[Excerpted passage]

Show every step and give a short note explaining each step.
Hand your work in next class.
Email me or create a discussion on canvas if you get stuck.
Go through each of the main methods we mentioned in class (split, join, and the major regex functions). Give a simple description and example of use in a jupyter notebook.
(a) create a random string representing DNA with one million base pairs. (each character is randomly chosen from ('A','T','C','G'). This might take awhile. Print the first 100 elements to show it worked.
(b) create a RNA string by replacing every 'T' with a 'U'. Print the first 100 elements to show it worked.
(c) create a second random RNA string of length 8. Print it.
(d) perform an exact search of your small RNA string within the large one and find how many times it appears (should be more than zero).
(e) list the locations where a match is found. What exactly do these numbers correspond to? (middle of match region? beginning? end? ...)
Consider the following recursive implementation of the edit distance function from the notes:
def D(a, b):
if a=='': return len(b)

[/Excerpted passage]
[Source material]

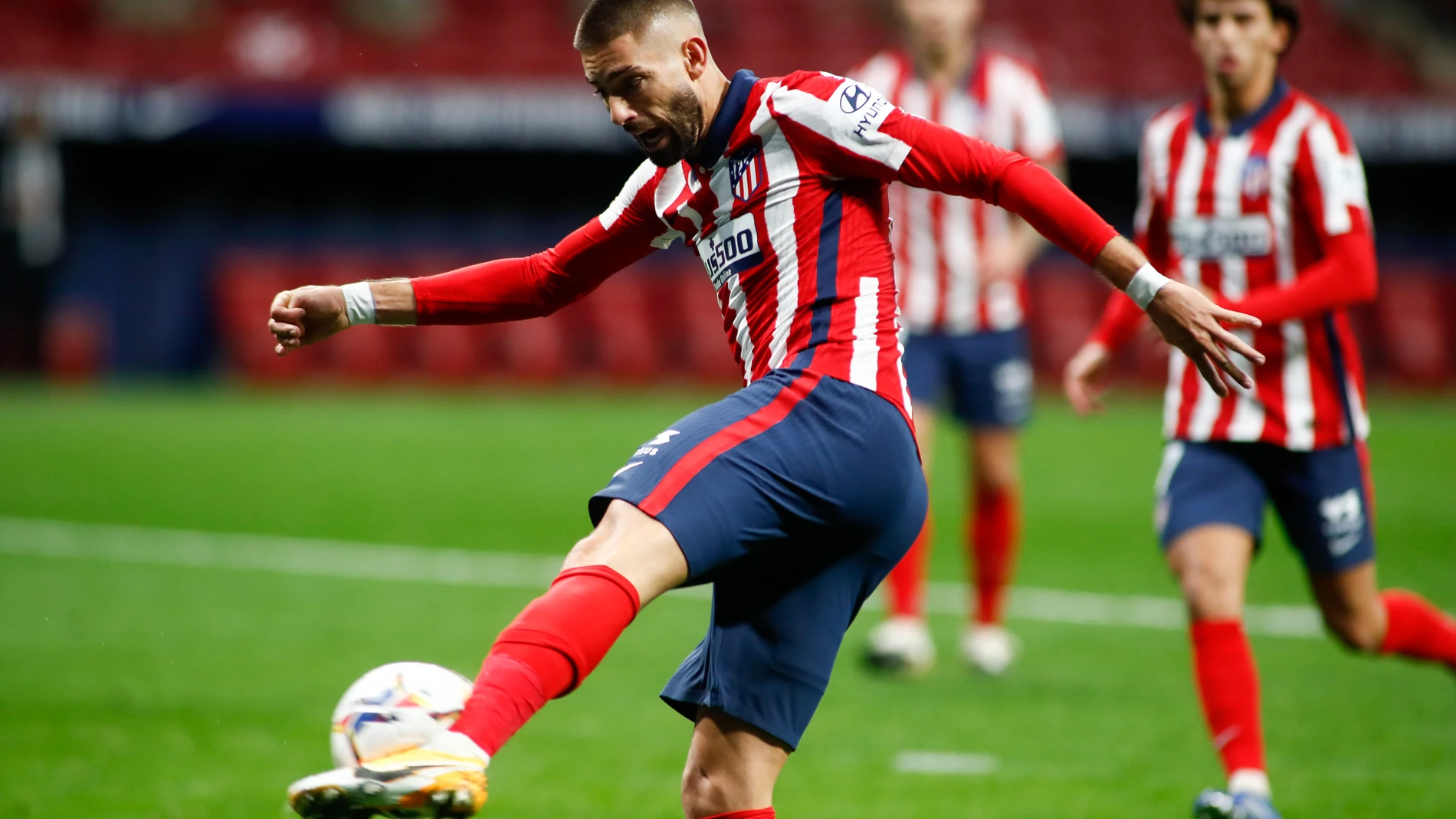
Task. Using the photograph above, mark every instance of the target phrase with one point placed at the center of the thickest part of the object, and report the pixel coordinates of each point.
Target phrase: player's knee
(703, 794)
(590, 550)
(1210, 594)
(605, 540)
(1357, 631)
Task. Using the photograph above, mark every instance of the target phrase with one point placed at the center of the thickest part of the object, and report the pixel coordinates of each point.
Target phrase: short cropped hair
(1281, 11)
(608, 19)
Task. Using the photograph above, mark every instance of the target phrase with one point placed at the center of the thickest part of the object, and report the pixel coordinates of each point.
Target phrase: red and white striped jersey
(940, 239)
(786, 208)
(1257, 208)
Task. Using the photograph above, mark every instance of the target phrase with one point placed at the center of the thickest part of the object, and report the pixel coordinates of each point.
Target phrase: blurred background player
(1255, 192)
(31, 233)
(960, 265)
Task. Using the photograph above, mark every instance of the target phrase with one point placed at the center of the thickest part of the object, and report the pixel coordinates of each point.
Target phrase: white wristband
(359, 303)
(1145, 286)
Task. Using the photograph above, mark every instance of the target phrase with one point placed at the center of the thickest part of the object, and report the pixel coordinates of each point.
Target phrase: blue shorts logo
(852, 100)
(1344, 521)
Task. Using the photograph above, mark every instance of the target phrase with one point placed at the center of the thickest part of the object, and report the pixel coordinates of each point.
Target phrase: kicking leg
(1212, 563)
(625, 563)
(731, 768)
(546, 652)
(992, 542)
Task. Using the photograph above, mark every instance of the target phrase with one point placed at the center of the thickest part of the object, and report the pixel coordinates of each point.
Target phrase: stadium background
(215, 152)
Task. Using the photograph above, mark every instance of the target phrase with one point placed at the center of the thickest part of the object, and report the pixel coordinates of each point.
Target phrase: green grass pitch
(153, 691)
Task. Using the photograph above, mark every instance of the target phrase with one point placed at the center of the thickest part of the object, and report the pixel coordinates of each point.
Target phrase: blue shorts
(985, 375)
(1320, 496)
(794, 496)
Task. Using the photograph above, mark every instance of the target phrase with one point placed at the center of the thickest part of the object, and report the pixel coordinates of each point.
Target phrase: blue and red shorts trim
(794, 496)
(1323, 498)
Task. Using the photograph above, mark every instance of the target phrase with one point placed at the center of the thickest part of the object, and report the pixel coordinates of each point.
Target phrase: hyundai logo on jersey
(854, 100)
(747, 172)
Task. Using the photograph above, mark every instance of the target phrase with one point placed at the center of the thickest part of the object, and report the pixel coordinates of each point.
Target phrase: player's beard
(684, 121)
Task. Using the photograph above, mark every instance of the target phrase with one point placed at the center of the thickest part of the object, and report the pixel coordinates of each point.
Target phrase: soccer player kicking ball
(794, 496)
(1255, 194)
(960, 265)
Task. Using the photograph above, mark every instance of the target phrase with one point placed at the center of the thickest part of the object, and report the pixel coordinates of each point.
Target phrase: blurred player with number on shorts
(1255, 192)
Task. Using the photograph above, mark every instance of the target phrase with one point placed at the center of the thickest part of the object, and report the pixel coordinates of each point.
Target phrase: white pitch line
(944, 764)
(500, 569)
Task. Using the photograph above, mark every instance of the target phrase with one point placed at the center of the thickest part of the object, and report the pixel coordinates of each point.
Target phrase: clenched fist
(306, 316)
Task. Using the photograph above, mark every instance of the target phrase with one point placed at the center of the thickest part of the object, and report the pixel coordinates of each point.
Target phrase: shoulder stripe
(647, 173)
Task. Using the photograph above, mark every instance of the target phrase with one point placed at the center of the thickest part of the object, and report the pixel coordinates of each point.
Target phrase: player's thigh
(1212, 565)
(990, 380)
(635, 545)
(1352, 607)
(731, 765)
(1208, 519)
(995, 456)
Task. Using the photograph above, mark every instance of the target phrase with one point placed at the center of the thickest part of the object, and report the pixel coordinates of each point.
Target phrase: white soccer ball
(395, 707)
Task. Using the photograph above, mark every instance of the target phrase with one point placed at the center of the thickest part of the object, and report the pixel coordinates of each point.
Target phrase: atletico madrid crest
(747, 172)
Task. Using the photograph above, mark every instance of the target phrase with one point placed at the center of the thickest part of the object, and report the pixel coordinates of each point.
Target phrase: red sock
(1229, 689)
(546, 652)
(906, 582)
(993, 550)
(1417, 629)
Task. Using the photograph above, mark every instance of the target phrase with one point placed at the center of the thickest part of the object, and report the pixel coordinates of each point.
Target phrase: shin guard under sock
(546, 652)
(1415, 629)
(993, 550)
(1229, 691)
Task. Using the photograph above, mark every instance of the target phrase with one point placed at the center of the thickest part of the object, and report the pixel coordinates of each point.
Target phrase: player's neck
(1231, 103)
(946, 67)
(713, 92)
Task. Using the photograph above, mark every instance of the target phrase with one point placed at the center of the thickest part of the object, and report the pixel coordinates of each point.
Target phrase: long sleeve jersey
(1273, 218)
(786, 208)
(940, 241)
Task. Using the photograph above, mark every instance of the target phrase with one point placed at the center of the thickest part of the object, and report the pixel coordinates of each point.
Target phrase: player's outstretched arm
(949, 162)
(1185, 317)
(504, 290)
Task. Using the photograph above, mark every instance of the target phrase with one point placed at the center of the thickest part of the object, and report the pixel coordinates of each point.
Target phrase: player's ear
(1281, 35)
(695, 57)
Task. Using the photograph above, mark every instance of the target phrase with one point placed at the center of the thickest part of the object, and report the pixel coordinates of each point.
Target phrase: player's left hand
(306, 315)
(1193, 323)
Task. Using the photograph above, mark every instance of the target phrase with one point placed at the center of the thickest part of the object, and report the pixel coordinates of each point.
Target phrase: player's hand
(1193, 323)
(1081, 378)
(306, 316)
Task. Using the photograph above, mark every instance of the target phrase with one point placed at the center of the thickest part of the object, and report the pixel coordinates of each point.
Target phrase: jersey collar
(727, 118)
(1250, 120)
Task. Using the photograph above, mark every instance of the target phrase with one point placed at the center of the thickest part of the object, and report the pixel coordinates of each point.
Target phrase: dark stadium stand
(1081, 45)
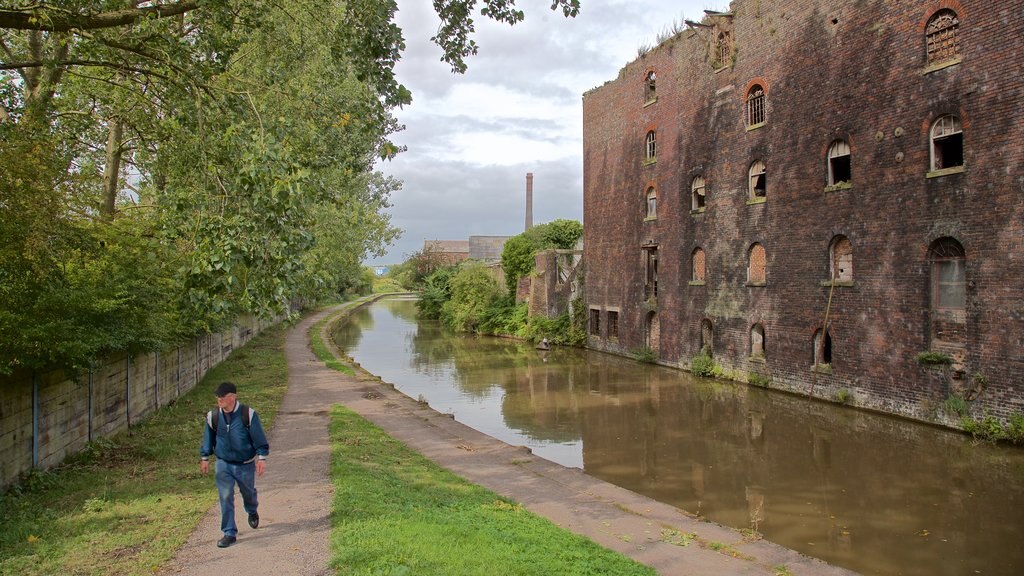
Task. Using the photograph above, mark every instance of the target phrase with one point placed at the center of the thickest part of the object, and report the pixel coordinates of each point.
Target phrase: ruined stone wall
(837, 69)
(45, 417)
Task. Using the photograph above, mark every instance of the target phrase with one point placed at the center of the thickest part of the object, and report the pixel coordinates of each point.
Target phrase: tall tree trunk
(113, 170)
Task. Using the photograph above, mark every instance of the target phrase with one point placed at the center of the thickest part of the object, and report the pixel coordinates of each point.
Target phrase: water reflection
(876, 494)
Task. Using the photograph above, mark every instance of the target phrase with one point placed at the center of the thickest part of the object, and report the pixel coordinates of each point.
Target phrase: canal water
(875, 494)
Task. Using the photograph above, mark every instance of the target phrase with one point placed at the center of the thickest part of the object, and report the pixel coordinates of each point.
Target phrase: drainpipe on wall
(35, 419)
(128, 392)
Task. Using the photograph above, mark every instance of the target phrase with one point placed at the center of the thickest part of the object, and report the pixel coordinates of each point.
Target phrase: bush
(645, 354)
(473, 291)
(934, 359)
(702, 365)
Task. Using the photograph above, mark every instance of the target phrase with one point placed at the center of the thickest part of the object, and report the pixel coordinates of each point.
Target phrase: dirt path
(295, 493)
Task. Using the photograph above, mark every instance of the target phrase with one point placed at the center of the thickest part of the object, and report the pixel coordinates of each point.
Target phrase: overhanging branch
(53, 21)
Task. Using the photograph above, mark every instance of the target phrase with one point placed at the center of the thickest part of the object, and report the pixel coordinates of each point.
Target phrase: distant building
(486, 248)
(452, 251)
(816, 192)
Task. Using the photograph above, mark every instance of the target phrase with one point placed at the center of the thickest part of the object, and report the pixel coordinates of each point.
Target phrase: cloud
(472, 137)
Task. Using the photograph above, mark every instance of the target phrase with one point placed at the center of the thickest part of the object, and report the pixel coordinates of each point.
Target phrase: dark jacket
(232, 443)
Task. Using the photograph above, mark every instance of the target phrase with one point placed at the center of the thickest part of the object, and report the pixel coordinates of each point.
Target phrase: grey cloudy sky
(518, 109)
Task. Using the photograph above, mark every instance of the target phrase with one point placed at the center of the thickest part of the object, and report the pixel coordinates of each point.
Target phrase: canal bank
(656, 534)
(296, 491)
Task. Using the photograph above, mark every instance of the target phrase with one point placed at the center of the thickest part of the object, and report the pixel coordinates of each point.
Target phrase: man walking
(235, 435)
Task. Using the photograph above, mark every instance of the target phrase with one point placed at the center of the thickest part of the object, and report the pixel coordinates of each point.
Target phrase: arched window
(758, 340)
(839, 163)
(756, 270)
(841, 259)
(758, 179)
(698, 194)
(723, 49)
(707, 337)
(948, 276)
(649, 81)
(650, 150)
(756, 107)
(942, 37)
(947, 142)
(821, 353)
(697, 260)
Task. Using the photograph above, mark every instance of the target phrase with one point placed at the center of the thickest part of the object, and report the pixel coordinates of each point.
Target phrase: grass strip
(397, 512)
(126, 503)
(321, 351)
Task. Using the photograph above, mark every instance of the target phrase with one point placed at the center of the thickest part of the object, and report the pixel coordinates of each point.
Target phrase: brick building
(816, 192)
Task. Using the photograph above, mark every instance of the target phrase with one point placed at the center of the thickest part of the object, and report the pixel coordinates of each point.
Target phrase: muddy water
(875, 494)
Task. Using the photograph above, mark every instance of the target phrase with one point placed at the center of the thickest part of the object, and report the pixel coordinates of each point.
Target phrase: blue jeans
(226, 477)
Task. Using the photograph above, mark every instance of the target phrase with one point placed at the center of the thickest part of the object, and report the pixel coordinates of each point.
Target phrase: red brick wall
(830, 69)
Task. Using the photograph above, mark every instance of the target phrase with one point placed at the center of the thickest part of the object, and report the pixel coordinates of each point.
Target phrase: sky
(472, 137)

[/Source material]

» Task list
**1.** Revise the stretch of the homework assignment from "Email me or" through "a jupyter notebook.", replacing "jupyter notebook" with "Python script".
**2.** List every character from which the assignment says each position of the random DNA string is chosen.
Rely only on the homework assignment text.

» Task-by-task results
**1.**
Email me or create a discussion on canvas if you get stuck.
Go through each of the main methods we mentioned in class (split, join, and the major regex functions). Give a simple description and example of use in a Python script.

**2.** 'A', 'T', 'C', 'G'